DATA TO PROCESS
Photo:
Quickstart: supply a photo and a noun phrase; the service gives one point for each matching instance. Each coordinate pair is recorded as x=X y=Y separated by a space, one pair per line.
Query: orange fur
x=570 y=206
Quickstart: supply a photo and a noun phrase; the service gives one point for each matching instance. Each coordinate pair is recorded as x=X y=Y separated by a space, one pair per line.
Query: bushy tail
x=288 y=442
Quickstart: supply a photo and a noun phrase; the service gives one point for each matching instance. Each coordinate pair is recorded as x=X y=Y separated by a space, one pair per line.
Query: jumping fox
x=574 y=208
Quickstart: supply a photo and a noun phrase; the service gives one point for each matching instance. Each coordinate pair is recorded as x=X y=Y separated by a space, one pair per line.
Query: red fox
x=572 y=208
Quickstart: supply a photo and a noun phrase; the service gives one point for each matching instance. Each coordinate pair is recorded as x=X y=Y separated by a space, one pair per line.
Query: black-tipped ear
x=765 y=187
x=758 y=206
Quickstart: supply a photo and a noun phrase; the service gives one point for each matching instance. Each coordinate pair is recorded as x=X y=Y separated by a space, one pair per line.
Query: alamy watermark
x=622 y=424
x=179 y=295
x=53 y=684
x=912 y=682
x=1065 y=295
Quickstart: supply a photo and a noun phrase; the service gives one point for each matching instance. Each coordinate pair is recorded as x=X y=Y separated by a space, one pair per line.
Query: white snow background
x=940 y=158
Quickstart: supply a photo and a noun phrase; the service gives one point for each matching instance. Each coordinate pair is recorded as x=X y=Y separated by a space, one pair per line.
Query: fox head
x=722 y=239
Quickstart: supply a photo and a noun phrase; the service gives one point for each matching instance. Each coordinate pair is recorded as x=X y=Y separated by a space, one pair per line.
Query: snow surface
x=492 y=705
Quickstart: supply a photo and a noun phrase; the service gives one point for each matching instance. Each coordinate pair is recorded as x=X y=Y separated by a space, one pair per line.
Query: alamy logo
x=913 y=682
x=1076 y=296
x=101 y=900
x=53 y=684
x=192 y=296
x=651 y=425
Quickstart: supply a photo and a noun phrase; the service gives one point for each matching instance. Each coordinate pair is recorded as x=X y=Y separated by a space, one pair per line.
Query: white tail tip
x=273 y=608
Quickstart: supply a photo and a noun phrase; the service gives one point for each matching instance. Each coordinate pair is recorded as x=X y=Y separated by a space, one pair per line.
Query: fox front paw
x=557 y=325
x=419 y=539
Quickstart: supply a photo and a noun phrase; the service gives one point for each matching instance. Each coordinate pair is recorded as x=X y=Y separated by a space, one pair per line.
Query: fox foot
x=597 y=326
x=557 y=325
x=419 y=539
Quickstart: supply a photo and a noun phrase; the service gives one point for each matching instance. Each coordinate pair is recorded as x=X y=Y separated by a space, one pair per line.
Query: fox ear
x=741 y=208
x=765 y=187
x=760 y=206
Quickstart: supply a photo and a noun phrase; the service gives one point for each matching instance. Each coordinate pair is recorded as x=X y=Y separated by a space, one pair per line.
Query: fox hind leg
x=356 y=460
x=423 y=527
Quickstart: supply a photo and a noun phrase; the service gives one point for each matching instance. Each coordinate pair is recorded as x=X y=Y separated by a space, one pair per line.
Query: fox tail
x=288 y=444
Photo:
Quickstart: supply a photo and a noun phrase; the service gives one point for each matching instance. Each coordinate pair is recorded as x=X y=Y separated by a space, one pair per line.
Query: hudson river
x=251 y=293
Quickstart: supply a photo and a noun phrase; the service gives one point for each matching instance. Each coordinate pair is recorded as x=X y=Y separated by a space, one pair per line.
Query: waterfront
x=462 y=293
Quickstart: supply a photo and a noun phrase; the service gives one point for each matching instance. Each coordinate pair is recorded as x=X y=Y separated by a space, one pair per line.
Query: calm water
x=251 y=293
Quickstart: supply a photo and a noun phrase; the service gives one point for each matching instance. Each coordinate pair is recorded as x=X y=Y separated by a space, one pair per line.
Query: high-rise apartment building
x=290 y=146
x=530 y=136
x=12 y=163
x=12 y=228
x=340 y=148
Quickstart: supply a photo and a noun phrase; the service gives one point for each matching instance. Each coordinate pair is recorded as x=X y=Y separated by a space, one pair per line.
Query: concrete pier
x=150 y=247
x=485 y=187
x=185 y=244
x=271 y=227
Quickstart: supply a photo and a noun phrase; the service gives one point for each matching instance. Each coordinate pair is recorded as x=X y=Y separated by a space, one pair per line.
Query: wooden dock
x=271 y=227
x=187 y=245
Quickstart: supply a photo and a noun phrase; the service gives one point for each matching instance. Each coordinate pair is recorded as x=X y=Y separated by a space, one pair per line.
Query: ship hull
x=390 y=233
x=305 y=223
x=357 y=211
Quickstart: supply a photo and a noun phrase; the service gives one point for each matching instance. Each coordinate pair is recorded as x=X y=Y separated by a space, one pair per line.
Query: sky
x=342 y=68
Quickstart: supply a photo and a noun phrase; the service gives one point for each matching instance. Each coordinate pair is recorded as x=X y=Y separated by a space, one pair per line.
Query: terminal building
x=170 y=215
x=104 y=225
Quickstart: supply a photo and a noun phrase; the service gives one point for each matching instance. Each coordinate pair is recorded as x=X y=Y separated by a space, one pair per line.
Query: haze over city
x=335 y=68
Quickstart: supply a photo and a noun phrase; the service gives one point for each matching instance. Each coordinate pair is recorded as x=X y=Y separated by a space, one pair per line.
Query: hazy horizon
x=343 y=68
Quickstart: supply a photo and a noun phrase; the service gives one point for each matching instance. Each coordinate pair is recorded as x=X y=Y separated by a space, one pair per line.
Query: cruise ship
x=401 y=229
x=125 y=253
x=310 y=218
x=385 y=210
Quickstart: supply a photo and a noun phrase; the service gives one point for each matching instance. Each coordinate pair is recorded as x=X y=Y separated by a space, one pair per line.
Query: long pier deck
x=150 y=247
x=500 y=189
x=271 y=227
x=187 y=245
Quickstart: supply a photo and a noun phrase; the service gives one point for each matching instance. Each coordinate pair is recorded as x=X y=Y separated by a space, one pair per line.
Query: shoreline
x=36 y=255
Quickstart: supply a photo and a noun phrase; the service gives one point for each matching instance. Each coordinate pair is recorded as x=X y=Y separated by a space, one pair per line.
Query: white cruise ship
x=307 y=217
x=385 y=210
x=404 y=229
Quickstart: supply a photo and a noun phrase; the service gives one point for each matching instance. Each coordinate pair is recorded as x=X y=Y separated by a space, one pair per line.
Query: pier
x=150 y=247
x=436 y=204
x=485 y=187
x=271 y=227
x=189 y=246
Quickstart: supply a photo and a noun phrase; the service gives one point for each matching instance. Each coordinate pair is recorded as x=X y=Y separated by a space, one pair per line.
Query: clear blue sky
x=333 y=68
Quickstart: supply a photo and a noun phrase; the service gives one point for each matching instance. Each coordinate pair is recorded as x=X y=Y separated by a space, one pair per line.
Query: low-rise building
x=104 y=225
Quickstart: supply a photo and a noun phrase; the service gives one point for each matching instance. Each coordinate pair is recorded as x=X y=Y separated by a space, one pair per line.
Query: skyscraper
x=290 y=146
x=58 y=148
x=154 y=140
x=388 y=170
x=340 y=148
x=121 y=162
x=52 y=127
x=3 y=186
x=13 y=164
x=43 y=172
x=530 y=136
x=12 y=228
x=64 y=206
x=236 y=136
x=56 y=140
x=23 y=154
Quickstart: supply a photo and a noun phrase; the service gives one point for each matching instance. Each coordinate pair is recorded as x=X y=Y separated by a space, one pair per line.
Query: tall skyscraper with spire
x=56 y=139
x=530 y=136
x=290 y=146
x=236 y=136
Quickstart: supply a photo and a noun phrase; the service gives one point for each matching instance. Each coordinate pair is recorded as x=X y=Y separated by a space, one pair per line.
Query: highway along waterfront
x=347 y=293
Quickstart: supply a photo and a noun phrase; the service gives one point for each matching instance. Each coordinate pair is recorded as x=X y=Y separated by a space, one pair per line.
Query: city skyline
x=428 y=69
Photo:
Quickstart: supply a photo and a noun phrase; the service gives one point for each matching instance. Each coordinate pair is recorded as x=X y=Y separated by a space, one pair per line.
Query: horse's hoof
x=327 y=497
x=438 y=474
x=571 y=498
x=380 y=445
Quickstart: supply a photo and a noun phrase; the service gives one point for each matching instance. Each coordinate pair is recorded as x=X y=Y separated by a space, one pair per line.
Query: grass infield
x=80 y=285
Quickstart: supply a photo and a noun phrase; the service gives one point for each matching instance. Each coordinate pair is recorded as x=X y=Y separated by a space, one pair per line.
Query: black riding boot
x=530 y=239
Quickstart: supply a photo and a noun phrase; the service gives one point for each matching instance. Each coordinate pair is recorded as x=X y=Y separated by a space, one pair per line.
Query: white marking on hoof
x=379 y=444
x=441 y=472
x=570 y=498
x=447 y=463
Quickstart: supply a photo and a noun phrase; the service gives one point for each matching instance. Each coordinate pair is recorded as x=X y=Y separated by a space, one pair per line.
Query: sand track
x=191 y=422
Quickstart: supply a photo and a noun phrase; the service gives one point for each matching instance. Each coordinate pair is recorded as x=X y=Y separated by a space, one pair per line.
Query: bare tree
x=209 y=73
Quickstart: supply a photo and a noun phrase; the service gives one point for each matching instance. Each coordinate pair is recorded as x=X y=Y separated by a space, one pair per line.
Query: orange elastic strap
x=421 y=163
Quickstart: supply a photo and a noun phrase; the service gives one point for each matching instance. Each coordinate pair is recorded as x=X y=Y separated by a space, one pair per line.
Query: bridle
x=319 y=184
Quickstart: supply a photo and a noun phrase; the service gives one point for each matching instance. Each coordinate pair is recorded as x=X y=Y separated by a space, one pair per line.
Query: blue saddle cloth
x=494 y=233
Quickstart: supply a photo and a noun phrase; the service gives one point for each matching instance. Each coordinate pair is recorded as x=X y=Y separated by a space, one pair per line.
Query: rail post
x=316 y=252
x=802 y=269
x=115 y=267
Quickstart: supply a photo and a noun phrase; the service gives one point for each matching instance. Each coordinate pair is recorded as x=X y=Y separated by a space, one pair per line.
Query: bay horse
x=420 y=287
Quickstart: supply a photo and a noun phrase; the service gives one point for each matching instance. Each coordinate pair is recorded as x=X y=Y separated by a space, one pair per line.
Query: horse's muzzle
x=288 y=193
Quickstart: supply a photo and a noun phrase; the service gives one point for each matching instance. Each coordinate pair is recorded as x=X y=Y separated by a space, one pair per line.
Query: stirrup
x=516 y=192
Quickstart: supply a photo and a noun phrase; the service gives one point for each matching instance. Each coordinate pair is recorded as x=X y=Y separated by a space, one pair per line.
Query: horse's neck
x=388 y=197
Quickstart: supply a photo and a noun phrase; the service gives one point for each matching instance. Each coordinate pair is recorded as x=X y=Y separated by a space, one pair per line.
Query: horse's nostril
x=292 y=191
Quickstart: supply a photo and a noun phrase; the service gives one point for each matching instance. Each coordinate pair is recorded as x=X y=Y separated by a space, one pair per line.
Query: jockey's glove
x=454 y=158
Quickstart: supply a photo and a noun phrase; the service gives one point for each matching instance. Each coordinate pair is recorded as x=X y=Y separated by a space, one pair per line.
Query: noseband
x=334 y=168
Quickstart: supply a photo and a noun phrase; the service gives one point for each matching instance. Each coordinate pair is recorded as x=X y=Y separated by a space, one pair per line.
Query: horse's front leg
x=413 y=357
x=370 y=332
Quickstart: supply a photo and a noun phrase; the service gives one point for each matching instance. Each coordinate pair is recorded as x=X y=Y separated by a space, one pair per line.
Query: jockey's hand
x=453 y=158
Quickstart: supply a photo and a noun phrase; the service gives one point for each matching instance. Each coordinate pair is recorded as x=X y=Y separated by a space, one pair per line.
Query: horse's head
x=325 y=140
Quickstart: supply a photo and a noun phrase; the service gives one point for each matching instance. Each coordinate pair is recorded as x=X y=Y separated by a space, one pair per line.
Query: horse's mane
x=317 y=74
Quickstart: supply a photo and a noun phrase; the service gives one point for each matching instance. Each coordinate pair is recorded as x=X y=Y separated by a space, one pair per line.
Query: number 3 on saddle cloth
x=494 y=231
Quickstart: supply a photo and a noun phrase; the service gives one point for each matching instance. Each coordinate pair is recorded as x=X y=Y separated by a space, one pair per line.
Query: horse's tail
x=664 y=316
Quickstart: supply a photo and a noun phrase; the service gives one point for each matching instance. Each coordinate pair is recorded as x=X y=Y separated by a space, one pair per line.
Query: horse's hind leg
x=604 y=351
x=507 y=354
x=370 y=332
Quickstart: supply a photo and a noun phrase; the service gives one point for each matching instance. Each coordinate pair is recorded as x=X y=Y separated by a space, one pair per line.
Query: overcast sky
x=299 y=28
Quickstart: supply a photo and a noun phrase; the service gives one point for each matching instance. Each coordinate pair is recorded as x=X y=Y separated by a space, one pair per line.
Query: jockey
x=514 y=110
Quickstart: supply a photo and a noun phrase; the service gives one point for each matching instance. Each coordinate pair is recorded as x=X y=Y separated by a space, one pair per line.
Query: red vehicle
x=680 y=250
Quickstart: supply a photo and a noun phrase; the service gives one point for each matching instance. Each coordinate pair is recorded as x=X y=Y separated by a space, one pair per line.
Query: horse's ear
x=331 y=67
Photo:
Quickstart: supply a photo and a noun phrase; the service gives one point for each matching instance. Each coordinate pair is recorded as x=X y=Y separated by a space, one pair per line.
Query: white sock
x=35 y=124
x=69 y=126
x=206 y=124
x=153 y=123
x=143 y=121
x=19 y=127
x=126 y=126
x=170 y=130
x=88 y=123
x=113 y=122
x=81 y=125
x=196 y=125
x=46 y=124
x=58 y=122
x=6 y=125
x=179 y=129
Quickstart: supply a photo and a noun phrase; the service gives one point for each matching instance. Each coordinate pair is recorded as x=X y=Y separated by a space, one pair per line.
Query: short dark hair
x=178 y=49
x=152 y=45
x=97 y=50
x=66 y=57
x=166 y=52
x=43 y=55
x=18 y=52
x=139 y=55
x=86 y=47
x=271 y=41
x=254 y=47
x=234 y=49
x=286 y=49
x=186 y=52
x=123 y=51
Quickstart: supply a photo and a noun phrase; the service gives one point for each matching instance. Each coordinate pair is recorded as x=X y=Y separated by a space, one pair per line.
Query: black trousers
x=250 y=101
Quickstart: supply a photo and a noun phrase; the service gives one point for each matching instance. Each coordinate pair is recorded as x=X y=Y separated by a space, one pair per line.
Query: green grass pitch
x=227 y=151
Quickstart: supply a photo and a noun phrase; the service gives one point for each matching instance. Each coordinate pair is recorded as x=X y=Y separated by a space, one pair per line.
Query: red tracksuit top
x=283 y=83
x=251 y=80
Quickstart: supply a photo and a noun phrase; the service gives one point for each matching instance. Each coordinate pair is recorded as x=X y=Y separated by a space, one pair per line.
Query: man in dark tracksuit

REQUIRED TASK
Copy out the records above exactly, from their first line up to and including the line that contains "x=570 y=206".

THE ANSWER
Photo:
Quickstart: supply a photo and a noun phrase; the service gives one point for each matching instance. Each coordinate pair is recorded as x=X y=Y separated by a space, one pair per line.
Query: orange fur
x=570 y=206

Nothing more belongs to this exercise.